━━ Input material ━━
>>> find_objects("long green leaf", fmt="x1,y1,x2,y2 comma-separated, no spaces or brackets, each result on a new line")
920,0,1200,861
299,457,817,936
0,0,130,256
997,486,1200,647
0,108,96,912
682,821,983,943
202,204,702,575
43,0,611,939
━━━
■ **Job**
Rewrite the lines of the entries above as a Markdown table with the columns Row and Line, numbering each line and leaving out any blank lines.

■ **Answer to this problem**
| Row | Line |
|---|---|
| 1 | >>> find_objects("long green leaf", fmt="x1,y1,x2,y2 comma-separated, no spaces or brackets, each result on a new line") |
| 2 | 920,0,1200,861 |
| 3 | 299,457,817,936 |
| 4 | 0,0,130,256 |
| 5 | 997,486,1200,647 |
| 6 | 0,108,96,912 |
| 7 | 682,821,983,943 |
| 8 | 202,204,702,575 |
| 9 | 43,0,611,939 |